Exercise input:
════════════════

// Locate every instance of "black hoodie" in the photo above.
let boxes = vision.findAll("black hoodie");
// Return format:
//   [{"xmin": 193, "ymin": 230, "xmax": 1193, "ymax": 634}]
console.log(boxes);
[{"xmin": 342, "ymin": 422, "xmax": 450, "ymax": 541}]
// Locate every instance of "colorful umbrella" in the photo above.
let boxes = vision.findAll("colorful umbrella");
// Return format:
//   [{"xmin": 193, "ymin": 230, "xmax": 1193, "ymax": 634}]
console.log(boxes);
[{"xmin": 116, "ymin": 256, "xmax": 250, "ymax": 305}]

════════════════

What the task asks: Recopy all the lines exactly as they appear.

Answer to the exercise:
// Locate every instance of "black hoodie" in the photo above.
let boxes = vision.findAll("black hoodie");
// Return format:
//   [{"xmin": 193, "ymin": 230, "xmax": 1193, "ymax": 634}]
console.log(boxes);
[{"xmin": 342, "ymin": 422, "xmax": 450, "ymax": 541}]
// Locate every instance of "colorful umbrella" in the photo above.
let boxes = vision.findAll("colorful umbrella");
// Return format:
//   [{"xmin": 193, "ymin": 230, "xmax": 1193, "ymax": 634}]
console.log(boxes);
[{"xmin": 116, "ymin": 256, "xmax": 250, "ymax": 305}]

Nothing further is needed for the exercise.